[Collected data entries]
=======

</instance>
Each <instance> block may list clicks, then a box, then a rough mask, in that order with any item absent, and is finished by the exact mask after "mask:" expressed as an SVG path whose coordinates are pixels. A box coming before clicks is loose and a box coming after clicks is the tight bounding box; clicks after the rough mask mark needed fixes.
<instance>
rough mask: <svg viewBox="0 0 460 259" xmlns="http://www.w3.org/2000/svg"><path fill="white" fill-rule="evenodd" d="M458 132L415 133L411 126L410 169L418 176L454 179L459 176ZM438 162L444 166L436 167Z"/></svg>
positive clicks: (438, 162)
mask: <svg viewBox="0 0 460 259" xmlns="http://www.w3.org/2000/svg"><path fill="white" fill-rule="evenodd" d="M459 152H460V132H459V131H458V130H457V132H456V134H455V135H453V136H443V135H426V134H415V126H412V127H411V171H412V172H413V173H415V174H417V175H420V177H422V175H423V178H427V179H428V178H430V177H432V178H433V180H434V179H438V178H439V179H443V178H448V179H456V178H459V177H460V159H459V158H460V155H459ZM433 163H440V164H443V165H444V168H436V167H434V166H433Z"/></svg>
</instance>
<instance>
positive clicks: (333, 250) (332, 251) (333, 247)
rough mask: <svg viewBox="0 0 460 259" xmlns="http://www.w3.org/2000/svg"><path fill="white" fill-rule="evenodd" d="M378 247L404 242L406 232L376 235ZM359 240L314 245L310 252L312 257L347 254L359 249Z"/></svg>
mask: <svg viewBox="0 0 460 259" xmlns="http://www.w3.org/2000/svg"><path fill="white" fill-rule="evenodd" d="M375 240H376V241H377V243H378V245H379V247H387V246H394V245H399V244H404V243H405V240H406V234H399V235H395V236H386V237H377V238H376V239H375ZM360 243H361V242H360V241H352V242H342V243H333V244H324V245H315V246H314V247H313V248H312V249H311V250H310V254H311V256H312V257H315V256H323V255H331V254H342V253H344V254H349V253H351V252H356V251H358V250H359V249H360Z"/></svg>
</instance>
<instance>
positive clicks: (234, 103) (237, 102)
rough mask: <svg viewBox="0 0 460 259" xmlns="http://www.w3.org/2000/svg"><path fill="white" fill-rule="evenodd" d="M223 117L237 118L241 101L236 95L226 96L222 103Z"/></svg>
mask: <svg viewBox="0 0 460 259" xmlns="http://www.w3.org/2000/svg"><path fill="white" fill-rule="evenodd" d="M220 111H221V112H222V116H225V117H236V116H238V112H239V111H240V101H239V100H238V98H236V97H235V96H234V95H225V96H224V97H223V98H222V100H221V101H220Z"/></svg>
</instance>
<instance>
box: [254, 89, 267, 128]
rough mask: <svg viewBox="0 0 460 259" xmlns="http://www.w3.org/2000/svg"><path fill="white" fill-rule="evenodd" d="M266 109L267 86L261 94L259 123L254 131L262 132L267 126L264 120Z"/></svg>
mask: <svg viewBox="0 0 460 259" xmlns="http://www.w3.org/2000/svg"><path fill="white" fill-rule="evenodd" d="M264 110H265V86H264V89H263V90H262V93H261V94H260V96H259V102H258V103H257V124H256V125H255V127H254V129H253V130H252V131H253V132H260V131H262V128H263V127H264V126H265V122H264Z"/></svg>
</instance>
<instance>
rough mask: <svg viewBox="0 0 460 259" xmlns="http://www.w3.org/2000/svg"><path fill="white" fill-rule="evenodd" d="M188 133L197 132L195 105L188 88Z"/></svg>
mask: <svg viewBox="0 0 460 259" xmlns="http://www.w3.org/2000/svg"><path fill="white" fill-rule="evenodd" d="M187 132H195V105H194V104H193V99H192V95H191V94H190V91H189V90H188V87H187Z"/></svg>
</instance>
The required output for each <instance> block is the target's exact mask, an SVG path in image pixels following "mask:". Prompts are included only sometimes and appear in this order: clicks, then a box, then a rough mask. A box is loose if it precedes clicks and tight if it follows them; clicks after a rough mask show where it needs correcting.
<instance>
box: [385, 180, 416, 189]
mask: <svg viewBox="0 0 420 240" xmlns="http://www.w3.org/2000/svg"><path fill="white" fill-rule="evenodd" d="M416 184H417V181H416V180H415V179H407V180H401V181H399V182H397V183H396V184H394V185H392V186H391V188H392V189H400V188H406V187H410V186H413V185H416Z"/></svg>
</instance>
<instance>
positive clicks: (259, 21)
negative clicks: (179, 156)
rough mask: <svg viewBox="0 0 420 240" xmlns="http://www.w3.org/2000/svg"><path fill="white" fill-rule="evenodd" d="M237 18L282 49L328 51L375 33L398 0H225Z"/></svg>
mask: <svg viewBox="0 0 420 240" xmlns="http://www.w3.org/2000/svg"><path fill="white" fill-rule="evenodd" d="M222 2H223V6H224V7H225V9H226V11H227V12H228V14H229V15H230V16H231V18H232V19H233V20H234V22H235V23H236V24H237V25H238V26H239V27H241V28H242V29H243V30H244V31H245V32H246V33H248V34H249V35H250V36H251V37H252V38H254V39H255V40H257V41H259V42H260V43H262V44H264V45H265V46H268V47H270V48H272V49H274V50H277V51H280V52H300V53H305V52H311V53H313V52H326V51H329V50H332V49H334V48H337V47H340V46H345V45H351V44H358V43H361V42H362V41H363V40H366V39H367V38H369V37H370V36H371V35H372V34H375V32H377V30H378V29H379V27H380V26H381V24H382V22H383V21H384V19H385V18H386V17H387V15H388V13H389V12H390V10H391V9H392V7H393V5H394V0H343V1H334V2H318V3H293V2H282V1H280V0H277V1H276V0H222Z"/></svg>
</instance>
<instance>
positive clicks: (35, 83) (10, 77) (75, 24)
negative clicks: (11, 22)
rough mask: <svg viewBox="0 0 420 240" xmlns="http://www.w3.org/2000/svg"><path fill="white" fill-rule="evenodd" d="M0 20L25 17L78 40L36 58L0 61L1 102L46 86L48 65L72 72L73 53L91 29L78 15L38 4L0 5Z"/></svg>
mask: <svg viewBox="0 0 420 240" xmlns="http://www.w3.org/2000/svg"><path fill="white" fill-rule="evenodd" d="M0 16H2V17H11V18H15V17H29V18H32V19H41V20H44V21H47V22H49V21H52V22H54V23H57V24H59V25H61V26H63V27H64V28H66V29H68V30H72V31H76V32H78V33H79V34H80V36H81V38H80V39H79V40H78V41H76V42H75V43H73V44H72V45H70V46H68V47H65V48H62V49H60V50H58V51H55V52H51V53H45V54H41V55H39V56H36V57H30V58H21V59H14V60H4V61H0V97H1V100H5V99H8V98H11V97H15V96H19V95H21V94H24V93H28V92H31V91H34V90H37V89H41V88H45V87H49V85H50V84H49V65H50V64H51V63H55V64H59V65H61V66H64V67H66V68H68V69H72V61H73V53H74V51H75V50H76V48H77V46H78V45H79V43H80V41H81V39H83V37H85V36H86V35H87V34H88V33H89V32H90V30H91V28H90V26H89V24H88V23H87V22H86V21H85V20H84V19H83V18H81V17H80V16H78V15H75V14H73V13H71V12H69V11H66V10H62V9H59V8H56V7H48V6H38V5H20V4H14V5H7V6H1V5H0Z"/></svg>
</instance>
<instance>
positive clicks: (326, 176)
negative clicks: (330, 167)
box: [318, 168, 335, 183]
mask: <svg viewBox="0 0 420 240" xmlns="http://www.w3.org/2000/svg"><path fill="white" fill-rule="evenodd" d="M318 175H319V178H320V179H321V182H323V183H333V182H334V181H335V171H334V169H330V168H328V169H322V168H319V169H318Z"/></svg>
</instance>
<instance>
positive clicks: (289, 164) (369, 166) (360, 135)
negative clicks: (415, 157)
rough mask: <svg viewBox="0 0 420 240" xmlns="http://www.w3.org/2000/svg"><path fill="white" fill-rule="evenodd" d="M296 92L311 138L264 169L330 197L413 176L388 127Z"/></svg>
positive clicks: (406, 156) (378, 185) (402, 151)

=======

* What to work on:
Start with the line above that contains "The required output" and end with the line that contains "negative clicks: (11, 22)". Write out those lines exactly, and only those.

* Exercise result:
The required output for each <instance> block is the target's exact mask, an SVG path in image pixels following "mask:". Prompts are included only sometimes and appear in this order: clicks, then a box, then a rough mask. A box is loose if it precedes clicks and tight if it follows them; clicks after a rough mask show where it needs correcting.
<instance>
box: [385, 180, 416, 189]
mask: <svg viewBox="0 0 420 240" xmlns="http://www.w3.org/2000/svg"><path fill="white" fill-rule="evenodd" d="M416 184H417V181H416V180H415V179H407V180H401V181H399V182H397V183H396V184H394V185H392V186H391V188H392V189H400V188H406V187H410V186H413V185H416Z"/></svg>
</instance>
<instance>
positive clicks: (259, 21)
negative clicks: (179, 156)
rough mask: <svg viewBox="0 0 420 240" xmlns="http://www.w3.org/2000/svg"><path fill="white" fill-rule="evenodd" d="M237 18L282 49L328 51L375 33L398 0H225Z"/></svg>
mask: <svg viewBox="0 0 420 240" xmlns="http://www.w3.org/2000/svg"><path fill="white" fill-rule="evenodd" d="M222 2H223V6H224V7H225V9H226V11H227V12H228V14H229V15H230V16H231V18H232V19H233V20H234V22H235V23H236V24H237V25H238V26H239V27H241V28H242V29H243V30H244V31H245V32H246V33H248V34H249V35H250V36H251V37H252V38H254V39H255V40H257V41H259V42H260V43H262V44H264V45H265V46H268V47H270V48H272V49H274V50H277V51H280V52H300V53H305V52H311V53H313V52H326V51H329V50H332V49H334V48H337V47H340V46H345V45H351V44H358V43H361V42H362V41H363V40H366V39H367V38H369V37H370V36H371V35H372V34H375V32H377V30H378V29H379V27H380V26H381V24H382V22H383V21H384V19H385V18H386V17H387V15H388V13H389V12H390V10H391V9H392V7H393V5H394V0H343V1H334V2H318V3H293V2H282V1H280V0H277V1H276V0H222Z"/></svg>
</instance>
<instance>
positive clicks: (35, 83) (10, 77) (75, 24)
negative clicks: (11, 22)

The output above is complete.